SUPPLIED MATERIAL:
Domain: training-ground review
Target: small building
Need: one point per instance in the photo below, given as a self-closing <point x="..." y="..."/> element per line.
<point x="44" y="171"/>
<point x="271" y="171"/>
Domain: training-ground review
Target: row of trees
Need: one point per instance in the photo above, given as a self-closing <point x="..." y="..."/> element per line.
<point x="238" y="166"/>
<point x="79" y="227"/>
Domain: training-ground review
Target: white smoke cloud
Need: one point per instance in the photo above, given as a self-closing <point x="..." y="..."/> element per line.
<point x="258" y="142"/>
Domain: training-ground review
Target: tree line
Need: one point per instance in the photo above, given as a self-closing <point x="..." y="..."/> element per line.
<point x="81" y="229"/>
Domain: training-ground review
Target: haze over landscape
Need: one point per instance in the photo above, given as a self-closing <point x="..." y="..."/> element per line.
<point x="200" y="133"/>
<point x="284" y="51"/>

SHORT EXERCISE: Please rescale the items above by writing out every line again, requests included, with each x and y coordinate in the answers multiplied by 0.45 and rounded to the nearest whole number, halves going up.

REPLY:
Domain: training-ground review
Target: small building
Need: one point per instance in the photo below, given as a self-closing <point x="..." y="..."/> element per line.
<point x="20" y="77"/>
<point x="122" y="77"/>
Domain: training-ground review
Target: row of trees
Need: one point per instance in the photo above, given as a self-closing <point x="..." y="..."/> element per line.
<point x="107" y="75"/>
<point x="36" y="102"/>
Domain: training-ground review
Target: white smoke cloud
Need: one point per instance in the photo above, given as a self-closing <point x="..." y="..."/> element per line.
<point x="116" y="64"/>
Domain: training-ground review
Target: tree line
Need: one point per instance in the photo above, given as a self-closing <point x="..." y="..."/> element per line.
<point x="36" y="103"/>
Domain: training-ground review
Target: haze over landscape
Need: one point per instance in the photo above, given as a self-closing <point x="..." y="..."/> element per line.
<point x="90" y="60"/>
<point x="128" y="23"/>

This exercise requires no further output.